▸ Working data:
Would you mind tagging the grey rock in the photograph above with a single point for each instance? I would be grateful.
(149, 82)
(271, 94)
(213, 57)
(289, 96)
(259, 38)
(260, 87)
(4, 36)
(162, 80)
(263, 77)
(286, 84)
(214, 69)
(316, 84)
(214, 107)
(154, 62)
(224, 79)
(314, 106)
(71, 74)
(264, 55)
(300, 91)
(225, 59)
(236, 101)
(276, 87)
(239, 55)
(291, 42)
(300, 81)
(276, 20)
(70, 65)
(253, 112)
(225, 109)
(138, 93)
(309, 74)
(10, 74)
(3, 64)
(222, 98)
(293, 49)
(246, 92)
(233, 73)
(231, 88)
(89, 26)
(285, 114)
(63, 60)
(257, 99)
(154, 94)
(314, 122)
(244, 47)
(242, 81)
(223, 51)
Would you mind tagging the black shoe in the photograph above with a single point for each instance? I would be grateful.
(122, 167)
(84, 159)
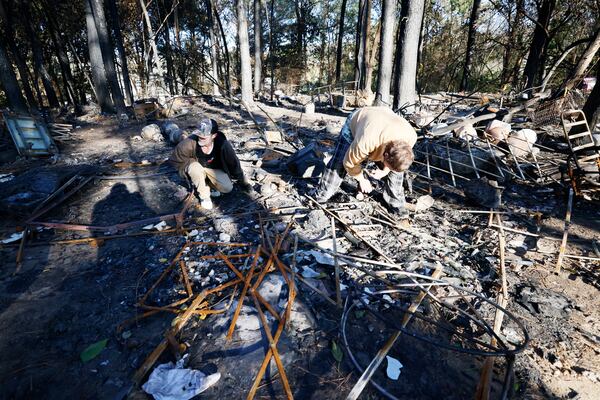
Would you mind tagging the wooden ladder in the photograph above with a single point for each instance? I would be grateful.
(581, 143)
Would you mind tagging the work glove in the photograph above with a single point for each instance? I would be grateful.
(245, 185)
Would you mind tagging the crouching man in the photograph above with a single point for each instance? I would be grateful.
(376, 134)
(207, 159)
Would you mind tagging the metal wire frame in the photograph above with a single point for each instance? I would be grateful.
(504, 349)
(380, 388)
(445, 146)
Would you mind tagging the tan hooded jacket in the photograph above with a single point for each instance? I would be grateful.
(372, 128)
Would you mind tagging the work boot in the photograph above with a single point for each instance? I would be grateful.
(206, 204)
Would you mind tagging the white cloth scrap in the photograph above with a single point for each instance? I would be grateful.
(172, 382)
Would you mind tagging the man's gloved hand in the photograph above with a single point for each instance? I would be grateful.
(379, 173)
(245, 185)
(364, 184)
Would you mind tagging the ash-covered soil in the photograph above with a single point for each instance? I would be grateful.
(68, 294)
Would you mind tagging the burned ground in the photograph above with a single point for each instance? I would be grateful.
(67, 295)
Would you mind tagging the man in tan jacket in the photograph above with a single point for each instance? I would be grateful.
(376, 134)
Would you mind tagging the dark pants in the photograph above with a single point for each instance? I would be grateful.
(334, 174)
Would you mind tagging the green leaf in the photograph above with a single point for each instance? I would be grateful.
(336, 352)
(93, 350)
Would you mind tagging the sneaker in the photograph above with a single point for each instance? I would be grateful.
(206, 204)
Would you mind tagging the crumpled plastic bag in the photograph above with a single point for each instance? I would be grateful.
(173, 382)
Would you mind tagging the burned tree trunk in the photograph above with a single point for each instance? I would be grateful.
(338, 58)
(152, 39)
(465, 81)
(257, 47)
(591, 109)
(371, 59)
(97, 63)
(213, 49)
(246, 68)
(362, 44)
(406, 53)
(9, 32)
(112, 6)
(63, 60)
(216, 17)
(386, 53)
(171, 79)
(584, 63)
(272, 46)
(10, 84)
(38, 60)
(539, 44)
(107, 54)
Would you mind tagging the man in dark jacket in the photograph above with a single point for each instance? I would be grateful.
(207, 158)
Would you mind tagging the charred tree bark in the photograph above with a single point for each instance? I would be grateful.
(257, 47)
(362, 44)
(10, 84)
(246, 68)
(406, 52)
(38, 60)
(372, 58)
(386, 53)
(97, 63)
(171, 78)
(272, 46)
(9, 38)
(584, 63)
(114, 12)
(63, 60)
(215, 15)
(465, 81)
(152, 39)
(213, 49)
(539, 44)
(107, 54)
(338, 58)
(591, 109)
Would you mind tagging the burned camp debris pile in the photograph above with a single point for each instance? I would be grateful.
(273, 294)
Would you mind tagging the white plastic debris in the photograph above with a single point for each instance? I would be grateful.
(173, 382)
(161, 226)
(498, 130)
(322, 258)
(6, 177)
(424, 202)
(466, 132)
(308, 272)
(13, 238)
(393, 369)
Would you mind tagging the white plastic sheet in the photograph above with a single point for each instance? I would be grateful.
(173, 382)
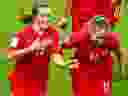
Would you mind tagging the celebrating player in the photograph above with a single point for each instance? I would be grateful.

▸ Exercise: Give the entries above again word for word, without any pictures.

▸ Result of the task:
Would you mind tagging the grey rock in the photograph above with a single point for each instance? I would be grateful.
(149, 82)
(271, 94)
(213, 57)
(289, 96)
(259, 38)
(260, 87)
(4, 36)
(162, 80)
(263, 77)
(286, 84)
(214, 69)
(316, 84)
(214, 107)
(154, 62)
(224, 79)
(314, 106)
(71, 74)
(264, 55)
(300, 91)
(225, 59)
(236, 101)
(276, 87)
(239, 55)
(291, 42)
(300, 81)
(276, 20)
(70, 65)
(253, 112)
(225, 109)
(138, 93)
(309, 74)
(10, 74)
(3, 64)
(222, 98)
(293, 49)
(246, 92)
(233, 73)
(231, 88)
(89, 26)
(285, 114)
(63, 60)
(257, 99)
(154, 94)
(314, 122)
(244, 47)
(242, 81)
(223, 51)
Would you mind tagging the black shoe in the photograph above with a single point for each instance? I would be grateful.
(122, 167)
(84, 159)
Would you mind tagging the wooden ladder in the photograph above with a single point for each instance? I would be grateful.
(581, 143)
Would you mind tagging the work glove in the photograph above with a single point for each instance? I would be grateful.
(245, 185)
Would you mind tagging the crouching man in the photograph above with a single point for each instance? I would be grateful.
(376, 134)
(207, 159)
Would you mind tagging the metal wire frame in the photograph above with a single point for each instance? I would be grateful.
(504, 349)
(380, 388)
(445, 146)
Would you mind tagging the tan hooded jacket in the photograph above with a single point for each instance? I would be grateful.
(372, 128)
Would you mind tagging the work boot in the photograph above with a single point for each instance? I would be grateful.
(206, 204)
Would you mind tagging the white cloth scrap in the photograph above with a single point for each instance? I would be grateful.
(172, 382)
Would you mind tagging the man's gloved hand in the photograph above with a single point for each instance? I would be grateful.
(379, 173)
(245, 185)
(364, 184)
Would you mind tagging the ash-covered soil in the photograph above with a single point for each instance? I would be grateful.
(68, 294)
Would you mind tagging the burned ground in the photograph above with a single point for each instance? I would be grateful.
(67, 295)
Would you mind tagging the man in tan jacket in the photograph above with a single point for each instance? I would be grateful.
(376, 134)
Would you mind tagging the dark pants in the photograph above with a single point for each instance? I would be grateful.
(334, 174)
Would you mind tagging the green leaf in the photograph above with a single point for each instance? I would be grateful.
(336, 352)
(93, 350)
Would you mind tagging the sneaker in the photograph above with a single point for each instance? I would be grateful.
(206, 204)
Would you mind tagging the crumpled plastic bag in the photograph above with a single point for each instance? I would be grateful.
(173, 382)
Would you mind tagging the burned tree trunk in the photograph above with a single point for each instance? I would be grateful.
(338, 58)
(152, 39)
(465, 81)
(257, 47)
(591, 109)
(371, 59)
(97, 63)
(213, 49)
(246, 68)
(362, 44)
(406, 53)
(9, 32)
(112, 6)
(63, 60)
(216, 17)
(386, 53)
(171, 79)
(584, 63)
(272, 46)
(10, 84)
(38, 60)
(539, 44)
(107, 54)
Would you mind tagging the man in dark jacket in the photograph above with a single point for each instance? I would be grateful.
(207, 158)
Would you mind tagging the charred tree bark in the photograph above with a single point for each instance? I would be grateful.
(257, 47)
(362, 44)
(10, 84)
(246, 68)
(406, 52)
(38, 60)
(372, 58)
(386, 53)
(97, 63)
(171, 78)
(272, 46)
(9, 38)
(584, 63)
(114, 12)
(63, 60)
(215, 15)
(465, 81)
(152, 39)
(213, 49)
(539, 44)
(107, 54)
(338, 58)
(591, 109)
Would you mind tagging the burned camp debris pile in the photograph above with a single point for each instance? I would be grateful.
(273, 294)
Would you mind tagging the white plastic debris in the photograph above with a single point for each instance? I would be grateful.
(173, 382)
(161, 226)
(498, 130)
(322, 258)
(6, 177)
(424, 202)
(466, 132)
(308, 272)
(13, 238)
(393, 369)
Would you mind tagging the white plastic sheet in the photograph above with a single point for each instance? I would be grateful.
(173, 382)
Would you mind tagging the celebrating player in the photograph above with a single point for each instance? I would be grateful.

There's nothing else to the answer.